STATED PROBLEM: Please print the stretch of the entries from the line containing "--target=wooden staircase --return=outline" through the line containing "[[[156,85],[156,64],[152,61],[147,60],[145,63],[145,84]]]", with every line copied unchanged.

SUPPLIED RECORDS:
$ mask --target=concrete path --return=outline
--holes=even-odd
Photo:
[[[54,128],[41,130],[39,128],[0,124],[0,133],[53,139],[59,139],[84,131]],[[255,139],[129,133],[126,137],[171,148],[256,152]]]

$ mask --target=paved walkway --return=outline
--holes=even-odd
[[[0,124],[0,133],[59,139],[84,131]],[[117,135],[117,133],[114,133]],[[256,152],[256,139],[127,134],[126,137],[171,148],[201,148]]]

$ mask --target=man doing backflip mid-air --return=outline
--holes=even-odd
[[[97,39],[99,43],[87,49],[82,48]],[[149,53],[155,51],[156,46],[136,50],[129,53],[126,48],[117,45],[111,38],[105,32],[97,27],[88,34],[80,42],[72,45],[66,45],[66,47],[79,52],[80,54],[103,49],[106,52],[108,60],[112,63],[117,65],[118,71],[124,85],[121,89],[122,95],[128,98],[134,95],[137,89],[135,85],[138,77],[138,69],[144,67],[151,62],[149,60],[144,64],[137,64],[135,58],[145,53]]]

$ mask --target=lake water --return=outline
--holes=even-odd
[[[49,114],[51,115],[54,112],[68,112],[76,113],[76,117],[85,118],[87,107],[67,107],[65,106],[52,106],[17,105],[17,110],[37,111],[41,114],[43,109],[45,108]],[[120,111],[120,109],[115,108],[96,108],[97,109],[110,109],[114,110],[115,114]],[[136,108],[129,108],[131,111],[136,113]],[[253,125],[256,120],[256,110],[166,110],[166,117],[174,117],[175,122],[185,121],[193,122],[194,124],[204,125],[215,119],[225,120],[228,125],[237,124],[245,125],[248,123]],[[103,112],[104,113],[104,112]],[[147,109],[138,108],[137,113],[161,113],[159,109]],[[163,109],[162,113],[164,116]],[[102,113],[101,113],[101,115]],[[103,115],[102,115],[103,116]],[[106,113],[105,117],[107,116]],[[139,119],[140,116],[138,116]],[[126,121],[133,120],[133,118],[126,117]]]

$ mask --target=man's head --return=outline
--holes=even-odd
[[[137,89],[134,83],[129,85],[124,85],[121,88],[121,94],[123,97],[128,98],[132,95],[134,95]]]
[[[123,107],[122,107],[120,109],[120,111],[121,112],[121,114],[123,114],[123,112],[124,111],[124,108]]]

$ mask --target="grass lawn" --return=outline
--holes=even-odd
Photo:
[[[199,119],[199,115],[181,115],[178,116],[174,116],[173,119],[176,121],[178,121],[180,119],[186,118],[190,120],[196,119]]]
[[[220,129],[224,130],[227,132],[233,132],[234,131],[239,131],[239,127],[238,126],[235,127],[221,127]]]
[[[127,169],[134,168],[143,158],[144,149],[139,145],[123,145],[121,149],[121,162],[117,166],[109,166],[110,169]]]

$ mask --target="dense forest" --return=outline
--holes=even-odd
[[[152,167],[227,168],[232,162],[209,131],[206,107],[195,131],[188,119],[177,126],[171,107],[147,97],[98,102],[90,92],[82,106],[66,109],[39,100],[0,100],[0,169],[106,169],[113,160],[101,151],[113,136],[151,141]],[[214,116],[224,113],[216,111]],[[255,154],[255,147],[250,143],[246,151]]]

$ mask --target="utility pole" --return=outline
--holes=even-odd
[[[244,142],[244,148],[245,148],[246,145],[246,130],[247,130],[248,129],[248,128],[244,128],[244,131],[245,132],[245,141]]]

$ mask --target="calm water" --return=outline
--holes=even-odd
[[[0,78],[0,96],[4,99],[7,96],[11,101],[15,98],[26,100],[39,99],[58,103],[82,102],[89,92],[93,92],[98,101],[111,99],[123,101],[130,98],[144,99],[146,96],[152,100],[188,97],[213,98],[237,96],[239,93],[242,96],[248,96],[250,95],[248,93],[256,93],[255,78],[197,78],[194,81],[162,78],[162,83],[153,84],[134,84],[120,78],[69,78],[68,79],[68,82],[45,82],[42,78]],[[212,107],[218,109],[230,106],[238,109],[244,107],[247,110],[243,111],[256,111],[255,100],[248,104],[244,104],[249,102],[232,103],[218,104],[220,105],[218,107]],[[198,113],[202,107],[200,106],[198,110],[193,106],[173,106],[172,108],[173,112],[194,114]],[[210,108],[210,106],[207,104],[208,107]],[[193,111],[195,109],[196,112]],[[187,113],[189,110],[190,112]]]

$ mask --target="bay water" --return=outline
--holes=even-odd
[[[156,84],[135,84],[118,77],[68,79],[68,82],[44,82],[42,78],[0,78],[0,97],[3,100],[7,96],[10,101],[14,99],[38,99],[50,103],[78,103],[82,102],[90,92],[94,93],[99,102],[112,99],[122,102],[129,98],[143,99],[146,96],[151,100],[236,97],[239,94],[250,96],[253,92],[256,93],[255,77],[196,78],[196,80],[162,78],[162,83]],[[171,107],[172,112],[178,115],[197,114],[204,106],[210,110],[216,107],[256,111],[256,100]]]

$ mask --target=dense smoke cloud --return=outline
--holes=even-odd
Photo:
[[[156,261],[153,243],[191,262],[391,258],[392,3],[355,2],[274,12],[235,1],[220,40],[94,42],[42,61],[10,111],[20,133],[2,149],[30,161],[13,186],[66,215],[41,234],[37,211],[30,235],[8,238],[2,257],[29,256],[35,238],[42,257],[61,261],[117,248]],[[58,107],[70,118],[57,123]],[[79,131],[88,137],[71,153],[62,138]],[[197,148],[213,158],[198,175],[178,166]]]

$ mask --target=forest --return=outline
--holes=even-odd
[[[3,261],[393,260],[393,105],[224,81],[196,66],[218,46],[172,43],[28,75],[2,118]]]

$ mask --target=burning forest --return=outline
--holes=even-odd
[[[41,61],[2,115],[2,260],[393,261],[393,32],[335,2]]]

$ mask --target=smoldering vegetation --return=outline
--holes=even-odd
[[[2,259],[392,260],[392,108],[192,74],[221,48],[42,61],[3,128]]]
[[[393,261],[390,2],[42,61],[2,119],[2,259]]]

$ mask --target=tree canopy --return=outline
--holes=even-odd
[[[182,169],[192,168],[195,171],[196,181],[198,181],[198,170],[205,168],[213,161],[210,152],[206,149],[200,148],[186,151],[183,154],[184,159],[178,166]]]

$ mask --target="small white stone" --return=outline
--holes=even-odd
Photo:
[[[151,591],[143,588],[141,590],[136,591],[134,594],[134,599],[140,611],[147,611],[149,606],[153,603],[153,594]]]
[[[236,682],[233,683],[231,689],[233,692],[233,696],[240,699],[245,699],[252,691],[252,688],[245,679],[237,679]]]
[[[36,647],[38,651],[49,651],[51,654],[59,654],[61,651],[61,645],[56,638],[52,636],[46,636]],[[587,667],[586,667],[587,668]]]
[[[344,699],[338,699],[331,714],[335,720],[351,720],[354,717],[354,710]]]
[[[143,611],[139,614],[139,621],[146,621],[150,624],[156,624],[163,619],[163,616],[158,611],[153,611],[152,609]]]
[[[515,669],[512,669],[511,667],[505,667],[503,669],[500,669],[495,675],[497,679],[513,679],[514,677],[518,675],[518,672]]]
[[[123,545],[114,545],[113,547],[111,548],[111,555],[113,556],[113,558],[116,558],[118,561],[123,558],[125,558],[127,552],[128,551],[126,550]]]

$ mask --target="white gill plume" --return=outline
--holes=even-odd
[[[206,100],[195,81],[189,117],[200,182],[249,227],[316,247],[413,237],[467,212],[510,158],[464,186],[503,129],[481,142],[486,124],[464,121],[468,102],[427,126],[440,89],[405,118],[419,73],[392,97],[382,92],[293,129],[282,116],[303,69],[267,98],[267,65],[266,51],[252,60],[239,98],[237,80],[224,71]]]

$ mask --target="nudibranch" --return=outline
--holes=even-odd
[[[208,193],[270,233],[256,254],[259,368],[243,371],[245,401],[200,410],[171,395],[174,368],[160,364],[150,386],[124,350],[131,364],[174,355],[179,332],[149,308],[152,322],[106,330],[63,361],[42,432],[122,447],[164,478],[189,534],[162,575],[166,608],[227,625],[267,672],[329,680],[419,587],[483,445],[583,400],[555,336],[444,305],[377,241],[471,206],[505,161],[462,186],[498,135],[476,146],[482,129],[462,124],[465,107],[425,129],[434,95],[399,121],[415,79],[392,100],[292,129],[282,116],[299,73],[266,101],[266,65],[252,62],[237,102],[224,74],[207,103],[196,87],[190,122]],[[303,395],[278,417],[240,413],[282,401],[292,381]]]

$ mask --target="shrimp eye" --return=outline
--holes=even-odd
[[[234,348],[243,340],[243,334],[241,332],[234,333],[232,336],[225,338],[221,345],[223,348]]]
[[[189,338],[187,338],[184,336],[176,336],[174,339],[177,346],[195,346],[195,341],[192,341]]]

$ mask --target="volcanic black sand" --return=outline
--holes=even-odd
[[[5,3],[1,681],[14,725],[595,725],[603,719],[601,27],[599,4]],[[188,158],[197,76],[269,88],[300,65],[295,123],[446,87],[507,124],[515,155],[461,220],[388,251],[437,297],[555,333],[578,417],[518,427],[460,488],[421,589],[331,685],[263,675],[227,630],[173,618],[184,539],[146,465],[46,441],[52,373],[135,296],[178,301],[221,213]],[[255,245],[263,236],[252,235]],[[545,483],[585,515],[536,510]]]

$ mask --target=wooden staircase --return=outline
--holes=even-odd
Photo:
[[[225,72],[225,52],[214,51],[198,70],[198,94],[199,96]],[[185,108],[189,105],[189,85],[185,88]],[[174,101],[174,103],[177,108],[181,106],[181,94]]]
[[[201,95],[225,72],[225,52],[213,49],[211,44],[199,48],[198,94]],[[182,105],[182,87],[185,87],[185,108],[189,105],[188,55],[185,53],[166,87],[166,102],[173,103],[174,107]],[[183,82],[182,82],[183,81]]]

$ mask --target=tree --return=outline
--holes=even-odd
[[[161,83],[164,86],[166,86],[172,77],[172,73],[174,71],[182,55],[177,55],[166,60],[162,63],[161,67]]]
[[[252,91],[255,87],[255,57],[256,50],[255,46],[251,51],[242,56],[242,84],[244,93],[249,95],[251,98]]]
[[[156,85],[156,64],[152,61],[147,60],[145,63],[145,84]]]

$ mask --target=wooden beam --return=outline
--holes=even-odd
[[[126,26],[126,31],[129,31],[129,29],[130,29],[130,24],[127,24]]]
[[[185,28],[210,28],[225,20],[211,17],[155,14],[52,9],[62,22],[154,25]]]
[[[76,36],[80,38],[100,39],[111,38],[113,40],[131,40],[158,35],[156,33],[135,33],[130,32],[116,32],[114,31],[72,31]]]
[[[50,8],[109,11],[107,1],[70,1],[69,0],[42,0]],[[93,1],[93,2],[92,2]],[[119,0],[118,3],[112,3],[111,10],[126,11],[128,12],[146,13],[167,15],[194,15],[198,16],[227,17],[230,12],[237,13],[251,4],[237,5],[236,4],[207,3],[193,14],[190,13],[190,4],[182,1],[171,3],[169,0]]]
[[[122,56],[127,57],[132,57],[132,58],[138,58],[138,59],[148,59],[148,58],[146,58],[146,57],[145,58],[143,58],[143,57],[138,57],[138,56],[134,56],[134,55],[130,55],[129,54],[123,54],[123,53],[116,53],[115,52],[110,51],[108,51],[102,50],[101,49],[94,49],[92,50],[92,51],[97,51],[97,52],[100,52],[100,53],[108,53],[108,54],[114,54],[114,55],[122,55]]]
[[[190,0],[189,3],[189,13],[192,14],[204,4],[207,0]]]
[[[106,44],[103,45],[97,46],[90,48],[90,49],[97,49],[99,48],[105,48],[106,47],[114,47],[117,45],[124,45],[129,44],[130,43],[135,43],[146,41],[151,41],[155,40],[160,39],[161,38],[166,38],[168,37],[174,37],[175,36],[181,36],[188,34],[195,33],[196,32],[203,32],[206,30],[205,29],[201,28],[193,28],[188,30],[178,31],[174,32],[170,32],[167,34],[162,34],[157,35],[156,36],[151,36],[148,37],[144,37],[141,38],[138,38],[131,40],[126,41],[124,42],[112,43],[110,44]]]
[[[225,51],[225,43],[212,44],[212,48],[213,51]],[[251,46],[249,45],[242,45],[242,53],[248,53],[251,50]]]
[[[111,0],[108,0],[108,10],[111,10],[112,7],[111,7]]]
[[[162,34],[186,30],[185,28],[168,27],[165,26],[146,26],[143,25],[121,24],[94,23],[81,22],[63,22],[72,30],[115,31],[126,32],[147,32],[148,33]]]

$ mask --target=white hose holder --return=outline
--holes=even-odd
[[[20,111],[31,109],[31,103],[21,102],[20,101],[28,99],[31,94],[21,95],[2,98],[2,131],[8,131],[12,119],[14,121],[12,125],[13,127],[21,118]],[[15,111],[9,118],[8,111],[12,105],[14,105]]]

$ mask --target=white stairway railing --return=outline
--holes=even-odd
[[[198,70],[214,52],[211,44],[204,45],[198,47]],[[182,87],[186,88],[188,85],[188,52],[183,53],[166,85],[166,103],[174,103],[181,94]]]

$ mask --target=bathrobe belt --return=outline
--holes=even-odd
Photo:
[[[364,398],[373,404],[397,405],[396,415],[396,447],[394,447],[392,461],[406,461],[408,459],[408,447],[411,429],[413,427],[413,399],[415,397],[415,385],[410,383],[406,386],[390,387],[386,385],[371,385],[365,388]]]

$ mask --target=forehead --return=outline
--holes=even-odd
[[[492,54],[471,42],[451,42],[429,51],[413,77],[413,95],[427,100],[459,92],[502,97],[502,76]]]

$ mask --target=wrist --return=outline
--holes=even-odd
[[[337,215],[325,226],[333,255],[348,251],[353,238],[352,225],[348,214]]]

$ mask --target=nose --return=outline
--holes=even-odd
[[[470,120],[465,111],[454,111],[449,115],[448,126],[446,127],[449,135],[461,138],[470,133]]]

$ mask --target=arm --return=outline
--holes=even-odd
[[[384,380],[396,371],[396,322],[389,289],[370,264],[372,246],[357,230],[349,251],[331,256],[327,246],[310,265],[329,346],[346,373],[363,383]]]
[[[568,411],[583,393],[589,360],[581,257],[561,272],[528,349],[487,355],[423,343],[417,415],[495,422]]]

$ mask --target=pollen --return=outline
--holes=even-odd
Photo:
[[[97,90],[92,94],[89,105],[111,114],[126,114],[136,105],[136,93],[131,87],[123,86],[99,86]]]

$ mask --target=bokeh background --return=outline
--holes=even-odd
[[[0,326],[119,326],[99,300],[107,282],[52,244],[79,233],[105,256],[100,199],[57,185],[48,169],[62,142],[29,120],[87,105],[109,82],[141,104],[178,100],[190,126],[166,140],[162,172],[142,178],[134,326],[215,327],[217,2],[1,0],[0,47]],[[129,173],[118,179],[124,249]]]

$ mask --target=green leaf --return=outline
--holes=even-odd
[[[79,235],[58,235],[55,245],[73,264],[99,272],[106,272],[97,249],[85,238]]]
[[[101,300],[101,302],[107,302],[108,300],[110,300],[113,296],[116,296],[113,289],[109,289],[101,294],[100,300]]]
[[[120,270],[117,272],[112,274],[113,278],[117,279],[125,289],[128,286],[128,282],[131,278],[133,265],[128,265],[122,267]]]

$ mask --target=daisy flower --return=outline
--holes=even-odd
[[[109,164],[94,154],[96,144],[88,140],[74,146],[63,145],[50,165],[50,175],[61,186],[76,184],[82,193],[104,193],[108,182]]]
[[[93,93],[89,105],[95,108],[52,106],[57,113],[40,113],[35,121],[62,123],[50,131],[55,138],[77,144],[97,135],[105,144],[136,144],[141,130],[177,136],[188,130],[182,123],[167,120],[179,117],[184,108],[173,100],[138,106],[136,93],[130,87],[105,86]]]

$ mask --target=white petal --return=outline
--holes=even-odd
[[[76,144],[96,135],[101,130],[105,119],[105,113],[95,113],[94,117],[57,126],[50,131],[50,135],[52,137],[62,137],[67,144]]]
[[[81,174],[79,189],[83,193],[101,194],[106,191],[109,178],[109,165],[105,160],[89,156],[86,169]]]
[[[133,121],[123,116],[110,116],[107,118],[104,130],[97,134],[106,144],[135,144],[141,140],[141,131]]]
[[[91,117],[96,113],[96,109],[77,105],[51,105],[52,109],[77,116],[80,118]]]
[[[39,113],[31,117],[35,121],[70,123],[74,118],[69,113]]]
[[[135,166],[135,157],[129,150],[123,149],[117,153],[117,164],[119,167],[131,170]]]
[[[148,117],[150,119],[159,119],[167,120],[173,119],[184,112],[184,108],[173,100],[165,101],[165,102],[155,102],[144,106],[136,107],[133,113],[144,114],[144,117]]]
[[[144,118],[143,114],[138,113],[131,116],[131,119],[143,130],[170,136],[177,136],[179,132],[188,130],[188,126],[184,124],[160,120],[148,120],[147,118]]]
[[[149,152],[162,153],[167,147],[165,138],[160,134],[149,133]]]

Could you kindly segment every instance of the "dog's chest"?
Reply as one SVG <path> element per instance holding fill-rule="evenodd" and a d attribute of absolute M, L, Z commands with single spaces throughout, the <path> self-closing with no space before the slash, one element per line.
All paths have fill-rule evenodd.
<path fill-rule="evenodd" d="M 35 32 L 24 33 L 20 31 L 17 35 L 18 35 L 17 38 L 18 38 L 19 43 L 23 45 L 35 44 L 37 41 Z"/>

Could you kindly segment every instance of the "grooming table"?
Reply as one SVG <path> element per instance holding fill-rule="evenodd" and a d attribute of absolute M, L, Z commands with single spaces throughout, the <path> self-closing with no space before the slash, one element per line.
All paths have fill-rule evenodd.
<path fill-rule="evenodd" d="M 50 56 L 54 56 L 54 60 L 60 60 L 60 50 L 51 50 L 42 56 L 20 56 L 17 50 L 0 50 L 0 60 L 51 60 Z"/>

SOLUTION BELOW:
$ mask --target=wooden staircase --return=outline
--holes=even-odd
Photo:
[[[225,72],[225,52],[214,51],[198,70],[198,94],[199,96]],[[185,108],[189,105],[189,85],[185,88]],[[174,101],[174,103],[177,108],[181,106],[181,94]]]
[[[201,95],[225,72],[225,52],[213,49],[211,44],[199,48],[198,94]],[[182,105],[182,87],[185,87],[185,108],[189,105],[188,55],[185,53],[166,87],[166,102],[173,103],[174,107]],[[183,82],[182,82],[183,81]]]

$ mask --target=tree --return=outline
--holes=even-odd
[[[161,83],[164,86],[166,86],[172,77],[172,73],[174,71],[182,55],[177,55],[166,60],[162,63],[161,67]]]
[[[252,91],[255,87],[255,57],[256,50],[255,46],[251,51],[242,56],[242,84],[244,93],[249,95],[251,98]]]
[[[156,85],[156,64],[152,61],[147,60],[145,63],[145,84]]]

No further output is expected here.